_Problem statement_
Starting at the line containing "Localize fenced tennis" and ending at the line containing "156;151;290;259", both included, rewrite each of those entries with its request unchanged and 141 added to every bounding-box coordinate in the answers. Leave the sample coordinates inside the requests as they are.

_Records_

□ □ □

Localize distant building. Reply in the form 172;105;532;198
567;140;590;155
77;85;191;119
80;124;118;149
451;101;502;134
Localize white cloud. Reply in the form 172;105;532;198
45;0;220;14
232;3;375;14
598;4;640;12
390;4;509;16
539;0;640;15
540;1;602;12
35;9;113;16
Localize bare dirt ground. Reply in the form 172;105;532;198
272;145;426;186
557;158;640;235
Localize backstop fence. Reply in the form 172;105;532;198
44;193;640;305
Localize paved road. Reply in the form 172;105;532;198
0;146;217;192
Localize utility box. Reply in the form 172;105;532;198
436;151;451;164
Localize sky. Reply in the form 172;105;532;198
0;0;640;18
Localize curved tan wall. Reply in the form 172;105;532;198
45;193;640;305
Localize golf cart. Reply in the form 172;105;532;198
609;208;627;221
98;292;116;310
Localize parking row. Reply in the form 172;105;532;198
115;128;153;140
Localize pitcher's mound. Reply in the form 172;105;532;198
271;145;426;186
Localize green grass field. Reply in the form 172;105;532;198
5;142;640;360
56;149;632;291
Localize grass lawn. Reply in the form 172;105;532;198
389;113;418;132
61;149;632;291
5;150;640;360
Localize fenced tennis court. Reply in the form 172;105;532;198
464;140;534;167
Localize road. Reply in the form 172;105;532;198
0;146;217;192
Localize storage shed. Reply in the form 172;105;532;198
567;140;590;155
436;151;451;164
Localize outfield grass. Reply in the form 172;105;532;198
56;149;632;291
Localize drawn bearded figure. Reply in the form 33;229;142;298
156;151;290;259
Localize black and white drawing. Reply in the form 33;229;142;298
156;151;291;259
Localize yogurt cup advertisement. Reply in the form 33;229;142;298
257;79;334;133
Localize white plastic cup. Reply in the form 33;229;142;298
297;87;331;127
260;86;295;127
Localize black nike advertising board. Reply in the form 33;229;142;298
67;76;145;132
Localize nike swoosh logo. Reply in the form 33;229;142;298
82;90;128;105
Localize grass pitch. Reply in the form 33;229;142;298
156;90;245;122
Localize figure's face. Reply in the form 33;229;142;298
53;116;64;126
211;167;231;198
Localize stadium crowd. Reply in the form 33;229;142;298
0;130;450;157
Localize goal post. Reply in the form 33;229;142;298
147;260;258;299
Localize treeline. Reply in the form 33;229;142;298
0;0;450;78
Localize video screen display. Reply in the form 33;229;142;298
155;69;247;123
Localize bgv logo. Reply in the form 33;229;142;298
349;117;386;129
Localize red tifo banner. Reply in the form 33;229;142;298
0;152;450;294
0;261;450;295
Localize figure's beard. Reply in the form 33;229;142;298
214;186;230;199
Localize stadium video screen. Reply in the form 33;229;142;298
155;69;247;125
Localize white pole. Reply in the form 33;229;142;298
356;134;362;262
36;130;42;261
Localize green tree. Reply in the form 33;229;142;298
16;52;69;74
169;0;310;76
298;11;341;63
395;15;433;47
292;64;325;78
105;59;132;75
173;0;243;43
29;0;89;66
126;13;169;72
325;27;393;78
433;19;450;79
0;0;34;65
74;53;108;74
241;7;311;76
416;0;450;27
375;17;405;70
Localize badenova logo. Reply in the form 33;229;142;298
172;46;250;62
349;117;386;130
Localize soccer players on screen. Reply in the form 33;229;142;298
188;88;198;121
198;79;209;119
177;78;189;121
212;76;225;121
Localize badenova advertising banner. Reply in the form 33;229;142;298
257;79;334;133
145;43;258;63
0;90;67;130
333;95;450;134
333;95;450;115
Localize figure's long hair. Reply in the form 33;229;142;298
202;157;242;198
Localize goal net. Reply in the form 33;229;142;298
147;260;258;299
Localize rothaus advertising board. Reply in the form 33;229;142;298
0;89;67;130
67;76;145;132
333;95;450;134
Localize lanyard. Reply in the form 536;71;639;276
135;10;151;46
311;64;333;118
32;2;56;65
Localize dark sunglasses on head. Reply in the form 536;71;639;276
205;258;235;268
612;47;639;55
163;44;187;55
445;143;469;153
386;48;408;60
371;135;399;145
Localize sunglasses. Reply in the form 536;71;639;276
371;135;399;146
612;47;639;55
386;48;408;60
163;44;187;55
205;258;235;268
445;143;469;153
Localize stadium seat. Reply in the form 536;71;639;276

□ □ □

_Solution_
Localize fenced tennis court. Reply in the form 172;105;532;198
605;281;675;308
Localize road. Reply in the form 172;105;532;198
141;287;358;333
Localize storage shed. Reply in the form 172;105;532;198
708;281;731;296
577;292;592;305
Localize outfield grass. Reply in the form 172;105;532;198
197;290;773;432
Localize drawn bearded figure. Reply in the form 33;229;142;298
297;292;431;400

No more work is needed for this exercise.